The problem: Search the data for the word "building" and copy out every line that has it.

Task input:

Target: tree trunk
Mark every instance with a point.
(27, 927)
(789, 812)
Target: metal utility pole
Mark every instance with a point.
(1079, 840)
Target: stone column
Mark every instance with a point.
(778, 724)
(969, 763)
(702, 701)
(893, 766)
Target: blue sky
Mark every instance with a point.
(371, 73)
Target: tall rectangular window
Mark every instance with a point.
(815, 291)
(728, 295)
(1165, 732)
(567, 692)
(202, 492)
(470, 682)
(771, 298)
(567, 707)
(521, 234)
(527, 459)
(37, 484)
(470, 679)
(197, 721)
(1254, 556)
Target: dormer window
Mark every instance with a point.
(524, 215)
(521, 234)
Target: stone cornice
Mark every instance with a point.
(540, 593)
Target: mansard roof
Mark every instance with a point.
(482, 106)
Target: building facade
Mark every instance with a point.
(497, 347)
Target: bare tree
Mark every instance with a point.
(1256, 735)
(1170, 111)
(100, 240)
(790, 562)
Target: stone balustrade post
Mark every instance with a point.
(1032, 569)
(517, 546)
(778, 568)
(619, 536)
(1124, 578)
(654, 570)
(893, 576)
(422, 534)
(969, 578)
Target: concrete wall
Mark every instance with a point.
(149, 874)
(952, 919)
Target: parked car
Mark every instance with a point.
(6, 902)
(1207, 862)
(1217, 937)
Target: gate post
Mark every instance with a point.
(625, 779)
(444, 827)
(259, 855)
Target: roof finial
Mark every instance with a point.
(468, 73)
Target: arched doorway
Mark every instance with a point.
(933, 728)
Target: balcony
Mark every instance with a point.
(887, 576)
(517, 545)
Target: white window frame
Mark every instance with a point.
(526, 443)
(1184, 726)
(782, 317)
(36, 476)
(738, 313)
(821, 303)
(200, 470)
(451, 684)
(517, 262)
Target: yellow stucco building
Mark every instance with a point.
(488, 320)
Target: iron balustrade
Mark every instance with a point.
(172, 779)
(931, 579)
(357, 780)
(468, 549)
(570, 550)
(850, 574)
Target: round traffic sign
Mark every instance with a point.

Result:
Target: building facade
Target: yellow stucco building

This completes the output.